Consigne: Poursuivez l'extrait ci-dessous sur le passage au BIM des entreprises d'étanchéité en reprenant juste après sa dernière phrase.

Extrait:

^^^^^^^^

C’est aussi dans cet objectif que les organisations professionnelles se sont mises en ordre de marche pour accompagner leurs adhérents. La FFB par exemple a développé un site Internet (www.ffbim.fr) répondant à de nombreuses questions spécifiques que peuvent se poser les entreprises comme « Comment aborder un appel d’offres BIM ? » ou « comment rédiger une convention BIM » ? La CSFE a, quant à elle, mis en place dès 2015 une commission dédiée. Elle a notamment œuvré à la création d’objets BIM génériques spécifiques à l’étanchéité (voir encadré) et travaille actuellement à la publication d’un guide. Les entreprises peuvent également compter sur leurs industriels (voir encadré), qui comme Knauf, proposent « un accompagnement dédié et sur mesure pour un chantier, dans le cadre d’une convention avec la maîtrise d’œuvre et l’entreprise ».

Un accompagnement rassurant pour les entreprises.  « Les entreprises d’étanchéité, dont le lot se résume trop souvent à un trait dans la maquette, craignent particulièrement de se retrouver reléguées au rang de simples exécutantes au service des toutes puissantes entreprises générales », souligne Xavier Pratlong, président de la commission transition numérique de la CSFE et dirigeant de l’entreprise SETE. Et pourtant, « si elles se dotent des compétences adéquates, il n’y a pas de raison qu’elles se retrouvent exclues. Au contraire, avec un accès à la maquette, elles pourront mieux maîtriser leur études, échanges et interfaces », souligne Michel Droin. Il s’agit aussi de dédramatiser, comme le rappelle Carole Balloué : « Le passage au BIM ne relève pas d’une démarche tellement différente de celle qui nous a amené à réaliser nos plans 2D sur ordinateur ». Reste souvent l’obstacle du prix, estimé à 15 000 euros par poste (achat du matériel + formation). Une acquisition conséquente généralement effectuée à l’occasion d’un chantier spécifique. Occasion qui peut tarder à se reproduire et décale d’autant la rentabilité de l’effort consenti. Ce fut le cas par exemple pour l’entreprise d’étanchéité Sapeb en 2018 sur le projet de réaménagement de Roland Garros à Paris. « Nous avons acheté un ordinateur et la licence du logiciel adaptés et suivi une formation de plusieurs jours, explique son dirigeant Olivier Comperat. Si ces investissements nous ont été utiles pour cette réalisation, un trop grand délai jusqu’aux prochains projets BIM risque de diluer les connaissances acquises. De plus, il est fort probable qu’avec l’évolution des versions des outils, nous devions nous aussi mettre à jour nos pratiques. »

^^^^^^^^

Données fournies:

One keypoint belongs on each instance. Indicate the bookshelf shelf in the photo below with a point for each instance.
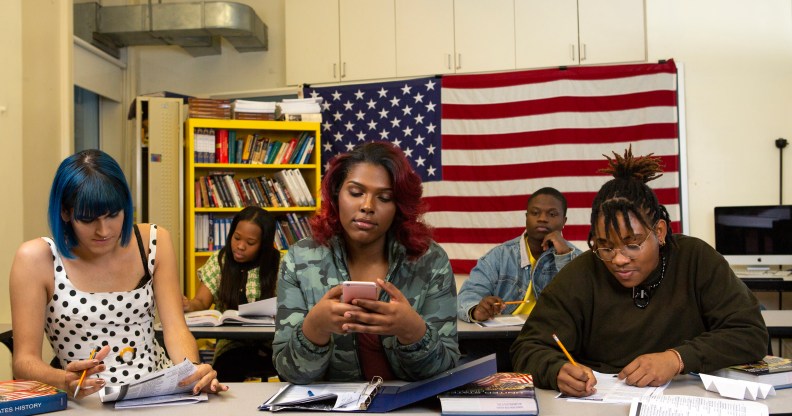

^^^^^^^^

Réponse attendue:
« Il faut aller plus loin dans la réflexion et ne pas  considérer le BIM en termes de coût mais d’investissement qui dépasse la seule réponse à un appel d’offres », insiste Julien Duval, chef de projet BIM pour Soprema. Au-delà de l’outil informatique qui peut effrayer, le BIM représente surtout un gage de transparence et d’amélioration de la qualité qui pourrait aboutir à une revalorisation de notre lot au sein de la maquette mais aussi de manière plus large, du bâtiment.

Le plan BIM 2022

Le plan BIM 2022 a pris le relais du Plan transition numérique du bâtiment (PTNB) en 2019. Doté d’un budget de 10 millions d’euros, il vise à « concrétiser la transformation numérique du bâtiment » en généralisation les recours au BIM dans les opérations de construction. Pour cela, deux axes prioritaires intégrant quatre actions chacun ont été définis :

Généraliser la commande BIM dans l’ensemble de la construction en fiabilisant les pratiques et en sécurisant l’ensemble des acteurs grâce à des définitions claires et équilibrées des attentes et des responsabilités de chacun.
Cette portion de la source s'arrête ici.